### About this task
A faithful repeat of all the records, with no image kept, is the required answer.

### Task inputs
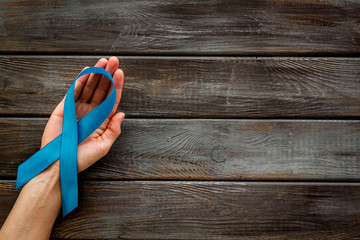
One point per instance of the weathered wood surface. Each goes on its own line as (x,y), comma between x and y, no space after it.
(194,86)
(208,149)
(207,210)
(181,27)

### Response box
One point per instance of the weathered wood surface. Each goes on its own line as (x,y), comma between x and y, no space after it.
(194,86)
(208,149)
(207,210)
(181,27)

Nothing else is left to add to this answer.